Your result should be every line of the records below that contains the word "overcast".

Point localization data:
○ ○ ○ ○ ○ ○ ○
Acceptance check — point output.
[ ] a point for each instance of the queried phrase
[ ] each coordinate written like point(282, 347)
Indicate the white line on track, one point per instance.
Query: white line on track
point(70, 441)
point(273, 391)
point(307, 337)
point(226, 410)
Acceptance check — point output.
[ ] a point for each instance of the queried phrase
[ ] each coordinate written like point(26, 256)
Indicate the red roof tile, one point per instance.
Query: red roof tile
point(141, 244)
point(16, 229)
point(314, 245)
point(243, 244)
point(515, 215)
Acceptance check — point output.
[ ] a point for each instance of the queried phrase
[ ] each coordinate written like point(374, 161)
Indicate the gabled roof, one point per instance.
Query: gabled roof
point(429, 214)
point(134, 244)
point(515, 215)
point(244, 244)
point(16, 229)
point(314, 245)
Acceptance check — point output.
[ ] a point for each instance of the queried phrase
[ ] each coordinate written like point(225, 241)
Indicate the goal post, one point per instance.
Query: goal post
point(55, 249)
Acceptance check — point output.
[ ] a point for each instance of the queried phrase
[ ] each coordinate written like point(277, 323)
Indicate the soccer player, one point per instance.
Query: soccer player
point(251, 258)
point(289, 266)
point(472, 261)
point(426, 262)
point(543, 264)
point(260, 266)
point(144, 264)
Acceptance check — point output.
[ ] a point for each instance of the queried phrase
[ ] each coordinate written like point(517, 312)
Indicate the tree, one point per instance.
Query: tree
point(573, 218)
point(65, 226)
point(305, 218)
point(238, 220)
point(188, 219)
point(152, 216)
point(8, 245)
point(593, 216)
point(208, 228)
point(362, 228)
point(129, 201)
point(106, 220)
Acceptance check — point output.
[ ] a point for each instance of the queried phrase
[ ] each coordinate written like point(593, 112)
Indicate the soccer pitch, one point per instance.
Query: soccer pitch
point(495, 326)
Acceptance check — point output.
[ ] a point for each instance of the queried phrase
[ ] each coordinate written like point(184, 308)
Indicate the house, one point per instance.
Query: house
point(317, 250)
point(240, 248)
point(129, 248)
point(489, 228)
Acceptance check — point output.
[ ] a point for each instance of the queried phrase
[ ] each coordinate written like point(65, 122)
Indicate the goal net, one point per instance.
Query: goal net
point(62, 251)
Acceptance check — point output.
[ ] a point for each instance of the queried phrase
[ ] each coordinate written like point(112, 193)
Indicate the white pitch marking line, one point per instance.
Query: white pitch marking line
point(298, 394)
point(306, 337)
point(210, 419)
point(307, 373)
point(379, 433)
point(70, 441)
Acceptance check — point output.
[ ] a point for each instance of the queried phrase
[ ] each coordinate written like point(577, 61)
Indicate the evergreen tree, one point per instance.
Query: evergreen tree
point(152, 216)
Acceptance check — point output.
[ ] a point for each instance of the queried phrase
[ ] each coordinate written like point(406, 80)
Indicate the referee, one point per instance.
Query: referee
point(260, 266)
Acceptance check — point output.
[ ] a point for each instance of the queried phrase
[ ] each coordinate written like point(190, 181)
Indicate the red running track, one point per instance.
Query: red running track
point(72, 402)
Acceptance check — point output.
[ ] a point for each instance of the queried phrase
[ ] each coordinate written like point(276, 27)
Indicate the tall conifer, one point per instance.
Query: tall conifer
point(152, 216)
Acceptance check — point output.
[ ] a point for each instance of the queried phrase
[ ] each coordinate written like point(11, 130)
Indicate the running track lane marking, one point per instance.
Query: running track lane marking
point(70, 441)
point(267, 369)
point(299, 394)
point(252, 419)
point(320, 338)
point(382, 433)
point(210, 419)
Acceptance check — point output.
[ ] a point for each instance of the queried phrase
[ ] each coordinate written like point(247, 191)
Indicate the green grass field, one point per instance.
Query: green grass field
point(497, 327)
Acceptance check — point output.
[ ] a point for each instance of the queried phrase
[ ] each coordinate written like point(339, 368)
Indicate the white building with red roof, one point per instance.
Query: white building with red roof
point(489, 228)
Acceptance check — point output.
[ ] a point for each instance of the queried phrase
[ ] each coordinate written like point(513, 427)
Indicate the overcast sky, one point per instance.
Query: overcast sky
○ ○ ○ ○ ○ ○ ○
## [Written solution]
Indicate the overcast sky, one point per instance.
Query: overcast sky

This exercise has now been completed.